### SELECTED EXTRACT
****
Tracking lung cancer

29 January 2019

Interview with

Sam Janes, University College London


Lung cancer is one of the world’s most common malignancies. Regrettably, most of the patients that doctors see tend to present late, and with relatively advanced disease. So we actually know very little about how this disease begins and therefore what signs to look out for or how to stop it. On the other hand, if we can catch it early, there’s every chance we can prevent it. And with this in mind, what Sam Janes has managed to do, at University College London, is to follow a group of patients with changes in their airways that can be considered precursors to cancer. Some of these patients did later develop tumours, but others didn’t; and by looking back at biopsies taken right at the start of the study and comparing the DNA and the chemistry of the cells - the team have begun to uncover the molecular fingerprints that signal when a cancer could be starting. Chris Smith spoke to Sam Janes...

Sam - As many people will know lung cancer is a pretty fearsome disease. It's the biggest cancer killer of men and women in the UK, and sadly 10 year survival for people that get lung cancer is only about 5 percent. My ambition is, we try and detect lung cancer at a much earlier stage when it's potentially curable, and secondly understand much more about the biology of lung cancer at the earliest stages. We think if we know more about that then we'll be able to perhaps design ways of understanding whether people need urgent treatments and indeed, perhaps we can even develop treatments in the future which stop lung cancer forming at all.

Chris - When you say whether or not people need treatment under what circumstances might someone not need treatment.

Sam - Yes. So this is quite interesting. So one of the types of lung cancer develops in the airways and that's called a squamous cell carcinoma. Squamous cell carcinoma appears to develop from what we call a precancerous lesion. What that means is that when we look at the lining of the lung the cells look abnormal but in fact they're still behaving in a fairly normal manner. Some do progress to form invasive cancer whereas some actually regress or disappear over time and we think if we understand the difference between these lesions then we can start to understand how we can stop cancer forming.
****
### WORK ITEM A
From the lung cancer interview, extract the passage that begins at the words "Sam - Yes. So" and ends after the words "stop cancer forming.".
### WORK ITEM B
List everything that, according to the introduction of the lung cancer interview, we know very little about.
### WORK ITEM C
According to the lung cancer interview, what is the 10-year survival rate for people who get lung cancer?

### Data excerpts
****
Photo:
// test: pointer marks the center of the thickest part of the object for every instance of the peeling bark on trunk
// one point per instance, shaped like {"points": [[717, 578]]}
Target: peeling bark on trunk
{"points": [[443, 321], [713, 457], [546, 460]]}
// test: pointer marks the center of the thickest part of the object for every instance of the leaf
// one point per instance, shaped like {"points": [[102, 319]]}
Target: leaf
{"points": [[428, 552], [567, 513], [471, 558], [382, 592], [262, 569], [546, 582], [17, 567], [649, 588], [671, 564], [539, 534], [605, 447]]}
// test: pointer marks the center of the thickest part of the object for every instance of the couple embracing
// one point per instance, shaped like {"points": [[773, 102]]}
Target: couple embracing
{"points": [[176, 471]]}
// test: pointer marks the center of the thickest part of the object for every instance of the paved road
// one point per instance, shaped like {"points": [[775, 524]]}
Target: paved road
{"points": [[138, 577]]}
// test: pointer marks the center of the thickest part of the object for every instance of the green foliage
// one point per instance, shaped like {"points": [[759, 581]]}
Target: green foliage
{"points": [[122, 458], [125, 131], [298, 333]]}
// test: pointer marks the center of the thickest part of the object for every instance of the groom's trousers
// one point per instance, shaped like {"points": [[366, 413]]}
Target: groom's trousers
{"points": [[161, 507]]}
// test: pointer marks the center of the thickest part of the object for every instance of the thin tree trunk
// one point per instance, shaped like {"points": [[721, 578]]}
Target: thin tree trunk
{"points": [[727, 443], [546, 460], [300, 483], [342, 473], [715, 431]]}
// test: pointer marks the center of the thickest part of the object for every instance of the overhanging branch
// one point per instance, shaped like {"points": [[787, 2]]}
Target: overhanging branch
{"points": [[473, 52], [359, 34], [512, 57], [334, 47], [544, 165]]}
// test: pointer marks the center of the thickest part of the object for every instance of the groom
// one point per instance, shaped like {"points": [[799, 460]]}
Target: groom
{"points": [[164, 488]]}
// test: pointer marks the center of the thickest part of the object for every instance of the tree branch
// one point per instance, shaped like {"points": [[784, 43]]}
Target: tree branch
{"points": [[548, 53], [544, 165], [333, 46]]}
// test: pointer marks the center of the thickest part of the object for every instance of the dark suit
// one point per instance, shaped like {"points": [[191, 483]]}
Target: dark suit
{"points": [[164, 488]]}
****
### EXPECTED ANSWER A
Sam - Yes. So this is quite interesting. So one of the types of lung cancer develops in the airways and that's called a squamous cell carcinoma. Squamous cell carcinoma appears to develop from what we call a precancerous lesion. What that means is that when we look at the lining of the lung the cells look abnormal but in fact they're still behaving in a fairly normal manner. Some do progress to form invasive cancer whereas some actually regress or disappear over time and we think if we understand the difference between these lesions then we can start to understand how we can stop cancer forming.

### EXPECTED ANSWER B
- How lung cancer begins
- What signs to look out for
- How to stop it

### EXPECTED ANSWER C
About 5 percent.